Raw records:
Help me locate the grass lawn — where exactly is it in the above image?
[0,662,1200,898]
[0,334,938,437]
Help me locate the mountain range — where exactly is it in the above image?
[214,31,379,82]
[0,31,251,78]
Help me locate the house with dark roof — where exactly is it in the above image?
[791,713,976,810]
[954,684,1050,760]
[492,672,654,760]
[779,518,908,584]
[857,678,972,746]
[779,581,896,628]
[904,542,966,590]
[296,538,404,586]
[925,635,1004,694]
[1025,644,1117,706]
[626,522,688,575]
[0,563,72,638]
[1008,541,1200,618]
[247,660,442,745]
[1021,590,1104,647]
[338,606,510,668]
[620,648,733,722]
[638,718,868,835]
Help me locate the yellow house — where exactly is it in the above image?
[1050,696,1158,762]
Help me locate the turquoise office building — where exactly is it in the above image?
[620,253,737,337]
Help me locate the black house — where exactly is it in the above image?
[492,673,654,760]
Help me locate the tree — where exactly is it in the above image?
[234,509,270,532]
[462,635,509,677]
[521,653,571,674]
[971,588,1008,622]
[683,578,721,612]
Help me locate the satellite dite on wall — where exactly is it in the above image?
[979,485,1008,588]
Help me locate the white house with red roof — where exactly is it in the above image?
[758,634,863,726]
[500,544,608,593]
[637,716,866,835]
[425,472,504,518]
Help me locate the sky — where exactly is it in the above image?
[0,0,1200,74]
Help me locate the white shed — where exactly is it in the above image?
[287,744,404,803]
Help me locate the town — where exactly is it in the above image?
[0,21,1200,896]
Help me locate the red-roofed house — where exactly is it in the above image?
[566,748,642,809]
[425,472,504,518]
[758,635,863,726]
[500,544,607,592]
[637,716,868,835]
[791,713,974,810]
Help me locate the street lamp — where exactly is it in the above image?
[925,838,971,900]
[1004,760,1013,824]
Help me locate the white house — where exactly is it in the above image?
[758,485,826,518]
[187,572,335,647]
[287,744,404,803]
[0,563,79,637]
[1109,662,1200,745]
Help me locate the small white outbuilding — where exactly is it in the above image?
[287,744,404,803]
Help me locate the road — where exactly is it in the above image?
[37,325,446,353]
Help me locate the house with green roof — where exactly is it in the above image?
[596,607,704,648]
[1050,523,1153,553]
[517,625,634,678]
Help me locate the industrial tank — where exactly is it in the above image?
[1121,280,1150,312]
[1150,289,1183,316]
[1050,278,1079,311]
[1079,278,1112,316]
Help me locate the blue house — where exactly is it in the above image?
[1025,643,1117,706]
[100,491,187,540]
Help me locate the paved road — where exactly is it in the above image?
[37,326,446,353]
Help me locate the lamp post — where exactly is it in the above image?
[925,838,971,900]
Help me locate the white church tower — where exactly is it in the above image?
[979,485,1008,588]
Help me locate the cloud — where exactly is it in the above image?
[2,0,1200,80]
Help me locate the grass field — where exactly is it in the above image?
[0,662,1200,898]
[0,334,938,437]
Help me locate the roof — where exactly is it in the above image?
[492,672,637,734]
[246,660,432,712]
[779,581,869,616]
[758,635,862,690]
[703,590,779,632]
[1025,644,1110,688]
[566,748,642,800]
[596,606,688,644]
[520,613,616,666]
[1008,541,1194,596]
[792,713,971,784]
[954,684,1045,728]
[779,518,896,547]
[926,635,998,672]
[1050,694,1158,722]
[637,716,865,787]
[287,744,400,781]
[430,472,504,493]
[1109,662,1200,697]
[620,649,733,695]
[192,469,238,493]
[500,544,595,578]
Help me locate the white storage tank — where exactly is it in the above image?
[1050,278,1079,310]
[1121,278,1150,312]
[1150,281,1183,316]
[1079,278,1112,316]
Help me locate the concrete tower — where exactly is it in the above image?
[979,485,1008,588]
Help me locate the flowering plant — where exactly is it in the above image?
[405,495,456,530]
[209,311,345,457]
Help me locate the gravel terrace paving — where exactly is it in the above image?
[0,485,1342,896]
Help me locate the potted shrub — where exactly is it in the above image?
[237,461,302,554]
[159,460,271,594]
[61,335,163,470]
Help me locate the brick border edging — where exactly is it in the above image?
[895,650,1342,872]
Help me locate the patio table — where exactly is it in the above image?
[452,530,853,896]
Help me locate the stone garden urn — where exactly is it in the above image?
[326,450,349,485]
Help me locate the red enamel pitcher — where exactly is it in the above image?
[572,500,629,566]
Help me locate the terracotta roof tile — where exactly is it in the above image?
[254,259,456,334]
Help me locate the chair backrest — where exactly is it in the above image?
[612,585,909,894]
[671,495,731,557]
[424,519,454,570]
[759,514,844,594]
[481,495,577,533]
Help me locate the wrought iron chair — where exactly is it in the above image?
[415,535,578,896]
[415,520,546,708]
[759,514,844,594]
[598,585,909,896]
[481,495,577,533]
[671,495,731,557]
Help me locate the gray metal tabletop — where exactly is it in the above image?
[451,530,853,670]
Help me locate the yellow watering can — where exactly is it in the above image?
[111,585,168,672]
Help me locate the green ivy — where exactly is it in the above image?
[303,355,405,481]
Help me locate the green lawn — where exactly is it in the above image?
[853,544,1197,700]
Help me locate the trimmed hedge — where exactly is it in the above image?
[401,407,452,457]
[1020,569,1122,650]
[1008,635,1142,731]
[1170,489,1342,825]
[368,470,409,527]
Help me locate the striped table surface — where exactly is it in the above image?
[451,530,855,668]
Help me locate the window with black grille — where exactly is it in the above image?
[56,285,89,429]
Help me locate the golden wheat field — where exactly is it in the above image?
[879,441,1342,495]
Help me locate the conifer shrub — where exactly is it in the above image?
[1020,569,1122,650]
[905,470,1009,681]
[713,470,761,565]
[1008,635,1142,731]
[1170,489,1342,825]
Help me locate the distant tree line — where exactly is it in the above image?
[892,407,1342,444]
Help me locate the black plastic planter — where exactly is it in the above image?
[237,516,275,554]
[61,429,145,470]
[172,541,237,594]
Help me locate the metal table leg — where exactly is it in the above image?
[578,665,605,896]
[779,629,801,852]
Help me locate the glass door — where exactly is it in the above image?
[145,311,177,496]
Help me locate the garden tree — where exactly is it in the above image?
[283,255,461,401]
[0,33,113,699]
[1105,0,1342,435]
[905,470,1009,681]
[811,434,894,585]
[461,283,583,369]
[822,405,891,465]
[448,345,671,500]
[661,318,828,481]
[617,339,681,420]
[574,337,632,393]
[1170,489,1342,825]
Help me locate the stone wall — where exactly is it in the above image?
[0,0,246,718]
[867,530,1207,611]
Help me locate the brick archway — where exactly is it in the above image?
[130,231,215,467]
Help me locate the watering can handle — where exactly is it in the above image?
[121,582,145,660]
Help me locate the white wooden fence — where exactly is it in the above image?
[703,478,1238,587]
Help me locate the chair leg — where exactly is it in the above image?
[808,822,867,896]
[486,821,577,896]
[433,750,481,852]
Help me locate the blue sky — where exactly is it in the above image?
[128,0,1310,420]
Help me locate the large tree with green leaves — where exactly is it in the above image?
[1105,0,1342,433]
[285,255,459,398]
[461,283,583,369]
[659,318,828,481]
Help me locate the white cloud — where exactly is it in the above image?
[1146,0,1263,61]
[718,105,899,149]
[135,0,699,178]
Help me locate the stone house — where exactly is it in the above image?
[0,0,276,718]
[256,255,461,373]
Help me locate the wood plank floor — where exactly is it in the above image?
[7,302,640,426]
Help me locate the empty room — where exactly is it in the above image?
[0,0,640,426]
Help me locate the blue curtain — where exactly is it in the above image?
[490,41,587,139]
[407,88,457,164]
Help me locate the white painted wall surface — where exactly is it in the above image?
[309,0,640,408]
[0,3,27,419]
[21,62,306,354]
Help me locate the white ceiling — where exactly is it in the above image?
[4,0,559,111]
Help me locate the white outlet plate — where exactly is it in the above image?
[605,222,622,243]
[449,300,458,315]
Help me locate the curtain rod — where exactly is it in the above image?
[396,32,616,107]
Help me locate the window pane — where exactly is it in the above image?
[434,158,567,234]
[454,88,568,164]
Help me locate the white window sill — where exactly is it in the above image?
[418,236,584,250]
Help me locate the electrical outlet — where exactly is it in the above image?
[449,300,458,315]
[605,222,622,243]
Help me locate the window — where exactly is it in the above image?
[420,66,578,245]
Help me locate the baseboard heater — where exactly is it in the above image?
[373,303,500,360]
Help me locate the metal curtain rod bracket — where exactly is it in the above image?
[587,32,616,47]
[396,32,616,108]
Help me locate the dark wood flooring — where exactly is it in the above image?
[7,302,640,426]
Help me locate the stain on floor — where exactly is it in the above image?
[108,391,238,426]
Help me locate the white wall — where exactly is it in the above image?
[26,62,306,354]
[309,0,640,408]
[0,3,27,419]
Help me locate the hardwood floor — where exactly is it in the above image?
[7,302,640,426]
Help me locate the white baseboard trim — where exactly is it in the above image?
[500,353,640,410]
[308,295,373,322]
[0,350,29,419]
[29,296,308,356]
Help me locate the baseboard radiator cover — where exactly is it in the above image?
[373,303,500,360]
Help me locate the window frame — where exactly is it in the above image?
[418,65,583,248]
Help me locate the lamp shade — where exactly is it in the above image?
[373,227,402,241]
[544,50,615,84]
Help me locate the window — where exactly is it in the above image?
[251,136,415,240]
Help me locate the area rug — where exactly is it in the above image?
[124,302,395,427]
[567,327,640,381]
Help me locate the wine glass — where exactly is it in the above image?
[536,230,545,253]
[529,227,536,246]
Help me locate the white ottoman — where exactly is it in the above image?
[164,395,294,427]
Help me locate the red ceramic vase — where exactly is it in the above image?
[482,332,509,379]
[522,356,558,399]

### What to do
Reproduce the items above word for word, starting at the first line of the items and ending at the line that contains "[492,673,654,760]", with both of those lines included.

### Written answer
Help me locate the grass lawn — where exactly is it in the above image?
[0,662,1200,898]
[0,334,938,437]
Help me locate the mountain range — where exactly is it in the above image?
[214,31,379,82]
[0,31,251,78]
Help me locate the house with dark roof — where exactly is it in the above image?
[791,713,976,810]
[954,684,1050,760]
[492,672,654,760]
[779,518,908,584]
[857,678,972,746]
[779,581,896,628]
[904,542,966,590]
[296,538,404,586]
[925,635,1004,694]
[1025,644,1117,706]
[626,522,688,575]
[0,563,72,638]
[1008,541,1200,618]
[247,660,442,745]
[1021,590,1104,647]
[338,606,510,668]
[620,648,733,722]
[638,718,868,835]
Help me locate the yellow house — where exactly is it in the above image?
[1050,696,1158,762]
Help me locate the turquoise office building — where exactly is it in the above image?
[620,253,737,337]
Help me locate the black house — where exactly is it in the above image?
[492,673,654,760]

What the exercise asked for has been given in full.